[Exercise objective]:
Each line from the one with "One pin marks each instance of the white plastered" to the final line of the data must be reproduced exactly, and no other line may appear.

[Collected data entries]

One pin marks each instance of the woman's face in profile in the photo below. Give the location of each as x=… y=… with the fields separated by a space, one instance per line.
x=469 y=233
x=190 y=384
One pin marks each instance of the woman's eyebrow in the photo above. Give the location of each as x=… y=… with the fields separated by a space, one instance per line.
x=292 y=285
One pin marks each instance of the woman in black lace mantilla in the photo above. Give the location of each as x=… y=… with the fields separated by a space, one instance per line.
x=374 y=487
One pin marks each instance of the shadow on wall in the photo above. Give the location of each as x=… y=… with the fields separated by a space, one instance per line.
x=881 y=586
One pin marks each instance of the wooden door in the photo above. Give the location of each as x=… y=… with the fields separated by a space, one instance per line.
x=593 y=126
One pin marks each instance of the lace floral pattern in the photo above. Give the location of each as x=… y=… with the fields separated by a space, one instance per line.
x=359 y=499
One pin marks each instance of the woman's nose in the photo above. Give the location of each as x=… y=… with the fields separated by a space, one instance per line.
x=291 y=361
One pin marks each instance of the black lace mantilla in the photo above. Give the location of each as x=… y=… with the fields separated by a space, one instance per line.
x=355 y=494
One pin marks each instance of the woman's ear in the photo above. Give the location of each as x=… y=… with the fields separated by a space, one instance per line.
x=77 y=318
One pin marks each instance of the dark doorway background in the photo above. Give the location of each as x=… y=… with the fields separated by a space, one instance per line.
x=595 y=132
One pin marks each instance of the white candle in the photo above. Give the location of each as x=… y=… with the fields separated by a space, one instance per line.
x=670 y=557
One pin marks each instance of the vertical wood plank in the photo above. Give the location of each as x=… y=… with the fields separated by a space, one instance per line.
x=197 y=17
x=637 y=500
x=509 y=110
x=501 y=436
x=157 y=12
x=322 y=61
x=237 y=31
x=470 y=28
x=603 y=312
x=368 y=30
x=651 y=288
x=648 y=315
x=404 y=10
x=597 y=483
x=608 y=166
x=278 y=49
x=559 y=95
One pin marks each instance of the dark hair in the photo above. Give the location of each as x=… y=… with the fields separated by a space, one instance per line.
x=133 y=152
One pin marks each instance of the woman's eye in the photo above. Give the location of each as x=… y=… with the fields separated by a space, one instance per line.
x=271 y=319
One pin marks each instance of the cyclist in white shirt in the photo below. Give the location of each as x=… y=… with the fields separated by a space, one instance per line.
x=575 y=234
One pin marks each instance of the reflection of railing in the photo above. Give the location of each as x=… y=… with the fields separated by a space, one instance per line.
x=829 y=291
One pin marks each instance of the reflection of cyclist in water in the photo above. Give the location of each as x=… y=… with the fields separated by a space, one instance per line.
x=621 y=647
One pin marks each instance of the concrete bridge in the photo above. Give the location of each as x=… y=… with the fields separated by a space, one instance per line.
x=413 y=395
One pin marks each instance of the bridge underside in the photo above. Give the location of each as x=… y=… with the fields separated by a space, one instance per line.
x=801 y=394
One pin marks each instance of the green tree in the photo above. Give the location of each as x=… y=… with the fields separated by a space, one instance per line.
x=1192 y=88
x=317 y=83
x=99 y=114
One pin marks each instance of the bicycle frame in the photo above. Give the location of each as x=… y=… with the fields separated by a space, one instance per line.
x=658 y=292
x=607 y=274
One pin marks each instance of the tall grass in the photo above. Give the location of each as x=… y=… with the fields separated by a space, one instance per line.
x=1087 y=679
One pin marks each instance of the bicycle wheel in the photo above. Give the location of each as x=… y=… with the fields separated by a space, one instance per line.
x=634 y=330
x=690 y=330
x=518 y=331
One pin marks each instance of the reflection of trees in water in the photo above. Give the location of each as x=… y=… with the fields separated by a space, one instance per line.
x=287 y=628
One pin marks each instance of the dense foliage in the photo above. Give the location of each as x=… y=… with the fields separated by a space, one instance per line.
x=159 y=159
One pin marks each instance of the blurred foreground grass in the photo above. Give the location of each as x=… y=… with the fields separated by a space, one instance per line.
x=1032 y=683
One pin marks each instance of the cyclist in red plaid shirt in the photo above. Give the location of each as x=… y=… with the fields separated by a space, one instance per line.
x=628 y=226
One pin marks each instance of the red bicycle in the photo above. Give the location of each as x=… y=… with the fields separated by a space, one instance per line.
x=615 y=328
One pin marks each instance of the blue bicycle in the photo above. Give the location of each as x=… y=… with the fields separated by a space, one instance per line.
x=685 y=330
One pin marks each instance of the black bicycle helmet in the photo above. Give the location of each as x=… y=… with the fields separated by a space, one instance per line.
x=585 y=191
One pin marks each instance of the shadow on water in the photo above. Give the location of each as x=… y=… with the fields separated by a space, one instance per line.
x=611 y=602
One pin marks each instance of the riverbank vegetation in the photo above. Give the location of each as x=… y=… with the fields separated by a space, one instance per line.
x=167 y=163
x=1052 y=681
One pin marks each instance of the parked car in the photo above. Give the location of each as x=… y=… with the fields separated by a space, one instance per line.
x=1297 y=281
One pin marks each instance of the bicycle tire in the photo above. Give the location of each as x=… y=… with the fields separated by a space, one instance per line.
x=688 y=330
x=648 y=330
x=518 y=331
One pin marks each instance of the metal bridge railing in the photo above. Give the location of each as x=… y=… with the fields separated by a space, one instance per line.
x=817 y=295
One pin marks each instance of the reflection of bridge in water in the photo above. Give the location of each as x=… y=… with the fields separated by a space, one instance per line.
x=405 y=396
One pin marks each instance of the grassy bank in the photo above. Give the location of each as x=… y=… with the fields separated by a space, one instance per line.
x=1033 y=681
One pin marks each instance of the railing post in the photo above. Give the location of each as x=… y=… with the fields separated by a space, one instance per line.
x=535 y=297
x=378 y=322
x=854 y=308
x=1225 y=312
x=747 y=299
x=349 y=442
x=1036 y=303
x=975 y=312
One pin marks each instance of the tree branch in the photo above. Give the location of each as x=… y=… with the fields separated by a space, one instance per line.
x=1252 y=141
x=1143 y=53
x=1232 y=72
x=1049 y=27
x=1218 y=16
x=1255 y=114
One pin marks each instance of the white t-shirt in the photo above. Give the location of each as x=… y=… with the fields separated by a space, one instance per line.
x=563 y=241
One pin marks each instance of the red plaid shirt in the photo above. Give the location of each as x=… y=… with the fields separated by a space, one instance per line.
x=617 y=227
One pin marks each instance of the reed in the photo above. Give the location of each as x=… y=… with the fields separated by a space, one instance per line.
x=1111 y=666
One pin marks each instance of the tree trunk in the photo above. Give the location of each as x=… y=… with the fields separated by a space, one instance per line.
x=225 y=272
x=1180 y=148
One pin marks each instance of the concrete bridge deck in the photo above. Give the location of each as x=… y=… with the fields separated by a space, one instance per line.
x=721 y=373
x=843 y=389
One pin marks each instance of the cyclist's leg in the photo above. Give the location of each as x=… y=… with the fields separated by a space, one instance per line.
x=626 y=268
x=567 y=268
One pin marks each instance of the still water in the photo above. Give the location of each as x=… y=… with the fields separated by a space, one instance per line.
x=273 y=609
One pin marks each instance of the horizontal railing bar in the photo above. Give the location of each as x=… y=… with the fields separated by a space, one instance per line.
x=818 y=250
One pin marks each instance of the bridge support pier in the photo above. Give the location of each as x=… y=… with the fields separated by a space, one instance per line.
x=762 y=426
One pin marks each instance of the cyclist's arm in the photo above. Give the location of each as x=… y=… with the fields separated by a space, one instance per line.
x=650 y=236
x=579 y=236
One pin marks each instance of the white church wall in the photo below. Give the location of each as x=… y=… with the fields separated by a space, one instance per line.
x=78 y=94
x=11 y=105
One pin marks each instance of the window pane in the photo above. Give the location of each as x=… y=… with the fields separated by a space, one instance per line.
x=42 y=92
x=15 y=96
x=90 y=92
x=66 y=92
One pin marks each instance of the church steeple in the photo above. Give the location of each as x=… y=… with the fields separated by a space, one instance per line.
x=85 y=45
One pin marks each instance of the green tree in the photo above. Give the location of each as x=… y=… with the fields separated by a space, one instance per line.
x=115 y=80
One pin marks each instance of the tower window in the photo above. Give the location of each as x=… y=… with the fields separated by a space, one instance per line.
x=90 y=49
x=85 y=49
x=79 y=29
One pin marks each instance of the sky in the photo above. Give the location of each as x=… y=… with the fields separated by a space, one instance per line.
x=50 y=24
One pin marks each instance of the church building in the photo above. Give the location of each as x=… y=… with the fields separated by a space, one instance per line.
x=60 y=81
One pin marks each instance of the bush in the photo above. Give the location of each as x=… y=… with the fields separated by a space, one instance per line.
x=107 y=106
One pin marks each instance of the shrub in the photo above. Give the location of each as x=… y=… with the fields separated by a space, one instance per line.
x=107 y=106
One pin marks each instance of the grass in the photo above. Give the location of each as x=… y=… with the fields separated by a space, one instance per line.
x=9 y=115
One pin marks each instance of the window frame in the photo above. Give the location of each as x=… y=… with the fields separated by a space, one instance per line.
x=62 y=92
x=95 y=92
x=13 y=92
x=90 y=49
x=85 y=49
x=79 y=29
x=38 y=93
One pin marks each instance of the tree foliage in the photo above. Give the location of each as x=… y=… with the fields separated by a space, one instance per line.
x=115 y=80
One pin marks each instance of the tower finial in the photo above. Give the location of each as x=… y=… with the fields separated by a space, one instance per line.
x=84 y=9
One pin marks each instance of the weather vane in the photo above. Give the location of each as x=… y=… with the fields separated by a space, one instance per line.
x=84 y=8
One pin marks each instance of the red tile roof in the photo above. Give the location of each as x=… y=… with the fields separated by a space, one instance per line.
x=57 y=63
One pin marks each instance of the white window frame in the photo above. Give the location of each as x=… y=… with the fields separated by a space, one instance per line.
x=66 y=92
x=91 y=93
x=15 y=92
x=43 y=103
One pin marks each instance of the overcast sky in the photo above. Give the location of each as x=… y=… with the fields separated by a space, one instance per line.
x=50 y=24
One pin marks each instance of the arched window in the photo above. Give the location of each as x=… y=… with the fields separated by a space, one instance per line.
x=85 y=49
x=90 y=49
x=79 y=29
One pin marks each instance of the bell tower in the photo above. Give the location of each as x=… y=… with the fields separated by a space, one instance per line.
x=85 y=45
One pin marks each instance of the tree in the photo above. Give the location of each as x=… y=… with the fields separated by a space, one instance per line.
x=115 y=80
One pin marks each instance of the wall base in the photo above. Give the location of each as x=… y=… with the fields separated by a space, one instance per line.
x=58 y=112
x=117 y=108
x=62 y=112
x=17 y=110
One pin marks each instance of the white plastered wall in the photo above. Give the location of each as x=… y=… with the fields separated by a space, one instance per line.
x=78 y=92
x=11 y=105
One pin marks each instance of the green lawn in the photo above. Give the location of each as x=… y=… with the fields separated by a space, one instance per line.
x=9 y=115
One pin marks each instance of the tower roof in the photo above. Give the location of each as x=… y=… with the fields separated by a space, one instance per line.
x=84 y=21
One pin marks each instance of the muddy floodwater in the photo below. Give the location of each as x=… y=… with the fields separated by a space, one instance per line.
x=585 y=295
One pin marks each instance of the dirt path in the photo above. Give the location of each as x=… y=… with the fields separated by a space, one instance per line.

[Answer section]:
One pin marks each instance of the white plastered wall in the photo above. Give the location of each as x=… y=… with the fields separated by a space, one instance per line.
x=78 y=92
x=11 y=105
One pin marks each instance of the green lawn in the photo above. Give the location of each as x=… y=… with the fields separated by a space, one instance per line.
x=9 y=115
One pin marks each instance of the tower roof in the photo above. Give the location of each as x=… y=… with the fields separated by a space, one instance per line.
x=84 y=21
One pin marks each instance of the muddy floodwater in the photo below. Give the location of each as x=… y=… with the fields separated by a space, one instance per line.
x=585 y=295
One pin marks each instance of the dirt path in the photo above. Give the location of each as x=… y=… with the fields separated by a space, one instance per line.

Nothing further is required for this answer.